── INPUT FOR THIS TASK ──
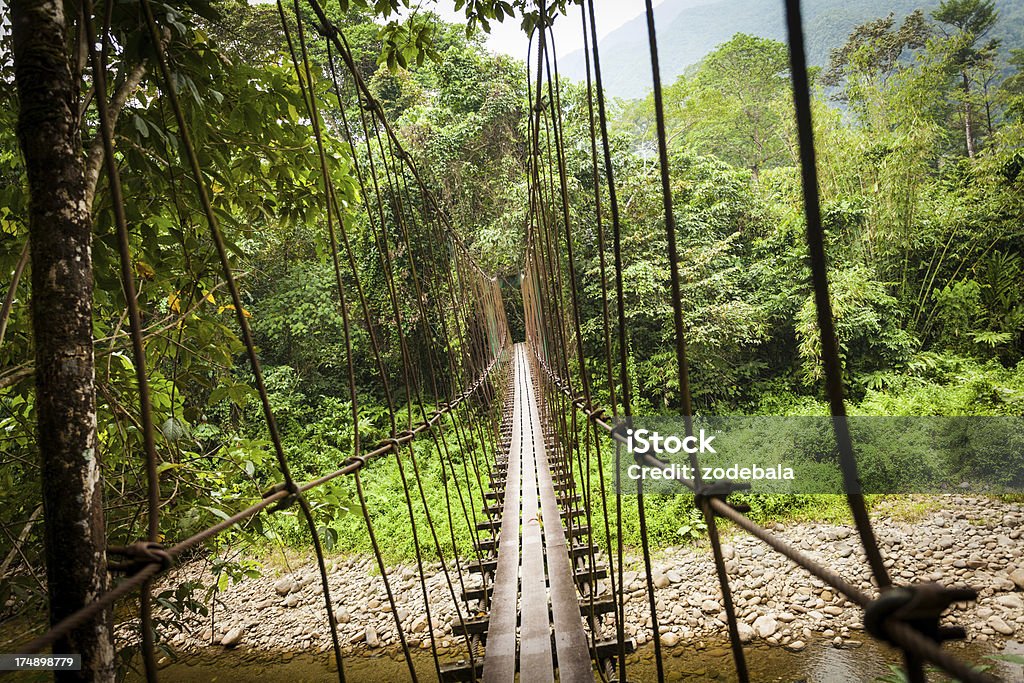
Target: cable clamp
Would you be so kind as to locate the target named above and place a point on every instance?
(288, 501)
(138, 556)
(920, 606)
(359, 461)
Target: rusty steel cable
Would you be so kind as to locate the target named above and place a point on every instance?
(902, 634)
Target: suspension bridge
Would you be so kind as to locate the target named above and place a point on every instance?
(548, 592)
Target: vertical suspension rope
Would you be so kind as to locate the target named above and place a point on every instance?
(682, 364)
(98, 62)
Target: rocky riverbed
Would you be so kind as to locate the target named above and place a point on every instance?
(968, 541)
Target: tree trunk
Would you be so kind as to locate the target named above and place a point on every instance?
(968, 123)
(59, 232)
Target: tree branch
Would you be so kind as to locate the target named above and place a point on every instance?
(95, 158)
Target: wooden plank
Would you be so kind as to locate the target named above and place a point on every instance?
(536, 663)
(500, 656)
(570, 639)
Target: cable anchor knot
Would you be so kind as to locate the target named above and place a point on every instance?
(288, 501)
(721, 489)
(138, 556)
(919, 606)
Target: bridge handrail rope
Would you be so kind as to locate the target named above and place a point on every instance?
(906, 617)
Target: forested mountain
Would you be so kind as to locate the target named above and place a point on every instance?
(688, 30)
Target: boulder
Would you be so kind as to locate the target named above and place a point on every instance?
(373, 640)
(1017, 575)
(997, 625)
(670, 639)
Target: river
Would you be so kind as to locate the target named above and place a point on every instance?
(819, 663)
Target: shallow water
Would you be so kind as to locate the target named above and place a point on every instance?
(819, 663)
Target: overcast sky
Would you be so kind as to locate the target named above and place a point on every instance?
(508, 37)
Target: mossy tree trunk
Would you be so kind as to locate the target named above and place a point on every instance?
(60, 229)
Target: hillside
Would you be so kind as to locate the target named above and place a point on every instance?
(690, 29)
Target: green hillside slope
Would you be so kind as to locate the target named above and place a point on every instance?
(690, 29)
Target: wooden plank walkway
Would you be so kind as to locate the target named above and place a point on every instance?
(529, 499)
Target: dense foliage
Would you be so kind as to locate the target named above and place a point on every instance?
(920, 130)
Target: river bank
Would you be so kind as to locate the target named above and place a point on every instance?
(977, 542)
(820, 663)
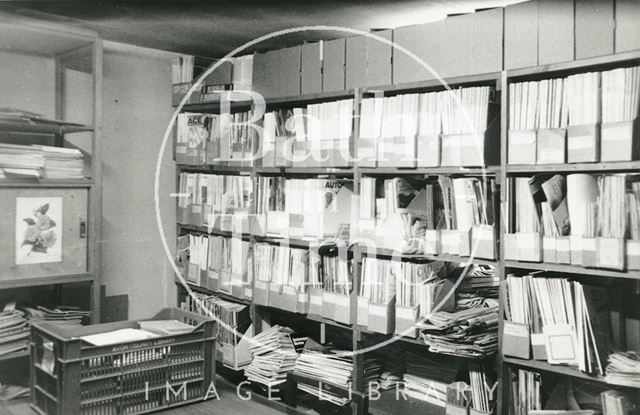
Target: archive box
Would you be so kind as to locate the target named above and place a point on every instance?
(381, 317)
(620, 141)
(633, 255)
(583, 143)
(406, 318)
(45, 232)
(428, 149)
(70, 376)
(551, 146)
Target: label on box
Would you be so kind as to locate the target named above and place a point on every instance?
(343, 300)
(378, 310)
(407, 313)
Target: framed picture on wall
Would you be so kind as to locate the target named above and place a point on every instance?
(38, 230)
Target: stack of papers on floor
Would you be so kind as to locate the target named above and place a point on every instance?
(60, 316)
(332, 369)
(14, 331)
(425, 389)
(470, 332)
(623, 369)
(273, 355)
(36, 161)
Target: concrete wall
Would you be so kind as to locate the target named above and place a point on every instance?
(136, 112)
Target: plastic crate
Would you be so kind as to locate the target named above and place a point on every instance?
(69, 376)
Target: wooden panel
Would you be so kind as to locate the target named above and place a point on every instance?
(627, 36)
(594, 28)
(379, 60)
(66, 230)
(333, 65)
(311, 68)
(405, 68)
(555, 31)
(521, 35)
(276, 73)
(356, 62)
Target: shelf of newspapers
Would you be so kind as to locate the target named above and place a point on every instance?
(577, 219)
(420, 130)
(316, 210)
(583, 118)
(281, 277)
(312, 136)
(220, 202)
(417, 300)
(451, 218)
(235, 327)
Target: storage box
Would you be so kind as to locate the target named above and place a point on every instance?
(122, 378)
(328, 305)
(315, 301)
(620, 141)
(342, 309)
(633, 255)
(549, 250)
(610, 253)
(583, 143)
(62, 216)
(428, 148)
(406, 318)
(552, 146)
(516, 340)
(381, 317)
(483, 242)
(261, 292)
(363, 311)
(522, 146)
(432, 244)
(563, 250)
(482, 149)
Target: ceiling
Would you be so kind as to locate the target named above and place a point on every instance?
(213, 28)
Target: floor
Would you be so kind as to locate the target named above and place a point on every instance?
(229, 404)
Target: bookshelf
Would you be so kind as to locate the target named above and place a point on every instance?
(72, 54)
(501, 171)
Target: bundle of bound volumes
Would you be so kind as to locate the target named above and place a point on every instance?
(62, 316)
(409, 130)
(14, 330)
(273, 356)
(562, 321)
(36, 161)
(334, 373)
(471, 332)
(623, 368)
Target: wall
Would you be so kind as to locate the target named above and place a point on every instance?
(136, 111)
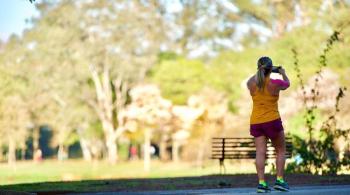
───
**DESCRIPTION OF THE TASK:** A word-for-word copy of all the records above is required, with the pictures left out.

**YOUR SOLUTION:**
Target: cable clamp
Would you be so kind as to locate the target named above and place a point on every instance?
(288, 501)
(138, 556)
(920, 606)
(359, 461)
Target: rusty steel cable
Would you be so kind as to locate the target named above and place a point on every instance?
(902, 634)
Target: suspension bridge
Would you be so kind as to locate the target named above and place a point on every instance?
(548, 592)
Target: vertical suspension rope
Would you be so kind as to locate the target named above and place a point on every instance?
(682, 364)
(98, 62)
Target: rocky riverbed
Would you be so kind as to locate the target named above and place a point on every instance?
(968, 541)
Target: tree trunk
Would you be so kind as to locate the target named above and place a point on every instance?
(968, 123)
(59, 232)
Target: tree branch
Would you be so kind as to locate the target named above and place a point on every instance?
(95, 158)
Target: wooden plank
Would you be so kind as to locate the target named above and place a point on every instance?
(536, 663)
(500, 656)
(570, 639)
Target: cable anchor knot
Would you be so kind as to locate the target named above and place a point on every instance?
(288, 501)
(721, 489)
(138, 556)
(919, 606)
Target: bridge handrail rope
Would you be so kind as to locate the target named above and place a point on every instance?
(906, 617)
Target: forested mountain
Would you be so kind as to locate the target named above and place a point on every instance?
(688, 30)
Target: boulder
Would you be so kind as to locate the target named above and place a point on every instance?
(373, 640)
(1017, 575)
(997, 625)
(670, 639)
Target: river
Would you be so kind as to locate the target named above and place a point on every instance?
(819, 663)
Target: shallow water
Would you be so kind as to locate the target named above and place a point on every instance?
(819, 663)
Target: overcast sky
Would you be so kind as to locate the target named above and place a point on every instance?
(508, 37)
Target: mossy tree trunk
Would you be so kind as to locate the target named above and place a point on every instance?
(60, 229)
Target: hillside
Would you be so kind as to locate the target named above and place a point on every instance?
(690, 29)
Target: green hillside slope
Would you be so kind as to locate the target named above and place a point on every instance?
(690, 29)
Target: wooden plank walkway
Would you be so kind as to locate the target named above and place a point on every instance?
(529, 499)
Target: dense foliage
Would you be so kind as to locate the target named above and place a point on every instance?
(920, 130)
Target: river bank
Would you be so kind as to locate the target named above and place a point on every instance?
(977, 542)
(820, 663)
Target: archive box
Would you be so kind as to locate the target named above and place a point on every instance?
(381, 317)
(620, 141)
(633, 255)
(583, 143)
(406, 318)
(45, 232)
(428, 149)
(70, 376)
(551, 146)
Target: label on box
Would you be so kind as to locate the target named above and place a point on every instance?
(343, 300)
(378, 310)
(407, 313)
Target: framed picture on wall
Would you be so kind as to locate the target named above and place a point on every instance?
(38, 230)
Target: stack of papers on floor
Would you be so kind as to locate the target named above and place a point on every instance?
(60, 316)
(332, 369)
(14, 331)
(425, 389)
(470, 332)
(623, 369)
(273, 355)
(36, 161)
Target: concrete wall
Would you be so kind as to locate the target named above and place a point on every instance?
(136, 112)
Target: plastic crate
Would you be so kind as to locate the target named above and place a point on every instance?
(69, 376)
Target: wooden panel
Would you be so kind as to locate the target named above and place a point on every instance?
(627, 36)
(594, 28)
(379, 60)
(66, 230)
(333, 65)
(311, 68)
(405, 68)
(555, 31)
(521, 35)
(276, 73)
(356, 62)
Target: shelf of newspapers
Would you be so kind as to locate the target named above and place a point on every instance?
(577, 219)
(420, 130)
(316, 210)
(583, 118)
(281, 277)
(312, 136)
(220, 202)
(417, 300)
(451, 218)
(235, 327)
Target: storage box
Would you be so kind as to locate the target named above and place a point on every instance?
(122, 378)
(328, 305)
(315, 301)
(620, 141)
(342, 309)
(633, 255)
(549, 250)
(610, 253)
(583, 143)
(62, 216)
(428, 148)
(406, 318)
(552, 146)
(516, 340)
(381, 317)
(483, 242)
(261, 292)
(363, 311)
(522, 146)
(432, 244)
(563, 250)
(482, 149)
Target: ceiling
Would you be so kind as to locate the target named above and place a point on every instance?
(213, 28)
Target: floor
Would you be so kind as to locate the target named above and place a point on every instance?
(229, 404)
Target: bookshelf
Would you be so kind as to locate the target named above and place a point on every instance?
(72, 54)
(501, 171)
Target: bundle of bound volumes
Would you be so kind as to locate the target named above and place a point on every instance?
(62, 316)
(409, 130)
(14, 330)
(273, 356)
(562, 321)
(36, 161)
(334, 373)
(471, 332)
(623, 368)
Target: wall
Would you be so kind as to locate the target named above and place a point on every instance?
(136, 111)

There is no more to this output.